◆ Exercise goal
Take the line that contains "Can you find the crowd" and each line after it in the material below, and transcribe them exactly, stopping at the end.

◆ Extracted material
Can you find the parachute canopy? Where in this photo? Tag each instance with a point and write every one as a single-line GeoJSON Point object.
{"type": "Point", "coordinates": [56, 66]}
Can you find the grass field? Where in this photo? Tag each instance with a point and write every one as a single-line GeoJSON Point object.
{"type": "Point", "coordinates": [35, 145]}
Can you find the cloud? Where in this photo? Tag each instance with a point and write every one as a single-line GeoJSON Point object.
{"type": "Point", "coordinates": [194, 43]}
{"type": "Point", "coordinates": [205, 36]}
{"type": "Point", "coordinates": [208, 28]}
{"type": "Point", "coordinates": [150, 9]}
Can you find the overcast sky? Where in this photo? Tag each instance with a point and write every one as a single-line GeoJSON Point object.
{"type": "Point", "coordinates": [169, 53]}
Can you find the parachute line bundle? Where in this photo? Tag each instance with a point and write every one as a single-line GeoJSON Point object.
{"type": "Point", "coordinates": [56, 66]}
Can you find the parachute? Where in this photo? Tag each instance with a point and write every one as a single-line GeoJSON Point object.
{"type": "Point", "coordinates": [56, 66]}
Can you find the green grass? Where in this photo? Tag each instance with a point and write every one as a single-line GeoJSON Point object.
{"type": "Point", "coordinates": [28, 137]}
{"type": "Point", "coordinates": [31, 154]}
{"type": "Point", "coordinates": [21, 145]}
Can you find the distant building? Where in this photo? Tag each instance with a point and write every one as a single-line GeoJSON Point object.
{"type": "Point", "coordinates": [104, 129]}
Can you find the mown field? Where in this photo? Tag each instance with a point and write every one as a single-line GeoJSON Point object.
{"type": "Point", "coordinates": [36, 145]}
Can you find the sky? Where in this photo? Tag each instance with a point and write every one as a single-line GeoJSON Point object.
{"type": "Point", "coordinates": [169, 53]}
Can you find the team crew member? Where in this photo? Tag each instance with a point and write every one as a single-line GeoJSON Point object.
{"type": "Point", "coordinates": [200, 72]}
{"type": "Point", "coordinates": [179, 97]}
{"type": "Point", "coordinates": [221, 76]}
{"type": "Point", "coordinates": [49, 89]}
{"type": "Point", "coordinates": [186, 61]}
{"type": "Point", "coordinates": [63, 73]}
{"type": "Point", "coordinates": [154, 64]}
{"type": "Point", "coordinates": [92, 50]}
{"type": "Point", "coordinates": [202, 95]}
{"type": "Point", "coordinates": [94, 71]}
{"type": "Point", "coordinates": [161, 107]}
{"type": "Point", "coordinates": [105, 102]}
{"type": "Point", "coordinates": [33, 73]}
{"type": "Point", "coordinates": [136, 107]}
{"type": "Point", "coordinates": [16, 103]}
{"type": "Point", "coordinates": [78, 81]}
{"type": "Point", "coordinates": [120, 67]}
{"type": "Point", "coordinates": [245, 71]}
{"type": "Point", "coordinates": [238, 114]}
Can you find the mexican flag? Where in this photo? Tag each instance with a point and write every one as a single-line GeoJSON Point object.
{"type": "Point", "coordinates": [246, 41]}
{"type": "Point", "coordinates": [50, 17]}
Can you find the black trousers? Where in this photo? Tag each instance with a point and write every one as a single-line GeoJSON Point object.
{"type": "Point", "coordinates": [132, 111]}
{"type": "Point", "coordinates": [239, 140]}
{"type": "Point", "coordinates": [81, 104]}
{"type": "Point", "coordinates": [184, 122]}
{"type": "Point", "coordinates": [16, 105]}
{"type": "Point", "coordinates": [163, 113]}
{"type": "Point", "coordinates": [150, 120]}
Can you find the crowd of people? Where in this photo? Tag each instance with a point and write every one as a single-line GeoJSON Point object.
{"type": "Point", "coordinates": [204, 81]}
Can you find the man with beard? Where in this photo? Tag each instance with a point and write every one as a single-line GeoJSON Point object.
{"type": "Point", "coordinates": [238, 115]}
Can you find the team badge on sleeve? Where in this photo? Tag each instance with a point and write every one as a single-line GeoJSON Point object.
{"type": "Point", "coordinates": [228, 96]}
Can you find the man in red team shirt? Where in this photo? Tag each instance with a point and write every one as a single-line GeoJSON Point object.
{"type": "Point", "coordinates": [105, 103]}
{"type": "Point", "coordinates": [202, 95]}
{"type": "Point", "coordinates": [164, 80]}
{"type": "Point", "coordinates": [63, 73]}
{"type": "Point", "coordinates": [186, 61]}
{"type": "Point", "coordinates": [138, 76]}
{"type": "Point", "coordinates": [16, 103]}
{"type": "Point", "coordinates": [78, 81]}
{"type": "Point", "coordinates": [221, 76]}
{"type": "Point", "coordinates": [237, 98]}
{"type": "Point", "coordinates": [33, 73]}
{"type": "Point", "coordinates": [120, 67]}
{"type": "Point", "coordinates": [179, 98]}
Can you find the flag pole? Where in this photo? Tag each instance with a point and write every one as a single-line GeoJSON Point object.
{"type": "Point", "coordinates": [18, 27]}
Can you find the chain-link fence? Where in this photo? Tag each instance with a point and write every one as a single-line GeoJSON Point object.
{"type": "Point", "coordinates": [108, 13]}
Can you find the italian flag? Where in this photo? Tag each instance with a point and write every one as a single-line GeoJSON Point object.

◆ Answer to the problem
Can you find the crowd of people? Where in this photo? Tag each instance with a point and write every one as a single-line GeoJSON Point object.
{"type": "Point", "coordinates": [204, 81]}
Can you find the man with beard? Where in this photo? Tag each instance with a point and write every one as a single-line GeoJSON Point object.
{"type": "Point", "coordinates": [238, 115]}
Can you find the team badge on sleeve? Where in this photo? Tag each instance with a point and write every one as a single-line GeoJSON Point object.
{"type": "Point", "coordinates": [228, 96]}
Can you find the man in red team shirt? Where in this photo? Tag each instance with a point and write every one as a single-line GeoJSON Point object.
{"type": "Point", "coordinates": [105, 103]}
{"type": "Point", "coordinates": [202, 95]}
{"type": "Point", "coordinates": [164, 80]}
{"type": "Point", "coordinates": [63, 73]}
{"type": "Point", "coordinates": [186, 61]}
{"type": "Point", "coordinates": [138, 76]}
{"type": "Point", "coordinates": [16, 103]}
{"type": "Point", "coordinates": [78, 81]}
{"type": "Point", "coordinates": [221, 76]}
{"type": "Point", "coordinates": [237, 98]}
{"type": "Point", "coordinates": [33, 73]}
{"type": "Point", "coordinates": [120, 67]}
{"type": "Point", "coordinates": [179, 98]}
Can you find the flag pole? Where in this photo? Tag each instance with a point and write every one as a single-line GeoJSON Point object.
{"type": "Point", "coordinates": [18, 27]}
Can you find the chain-link fence? Where in this photo? Tag each instance with a point and write every one as a single-line GeoJSON Point object.
{"type": "Point", "coordinates": [108, 13]}
Can you find the italian flag? Where in this photo? Tag each instance with a point and write every one as a single-line GeoJSON Point object.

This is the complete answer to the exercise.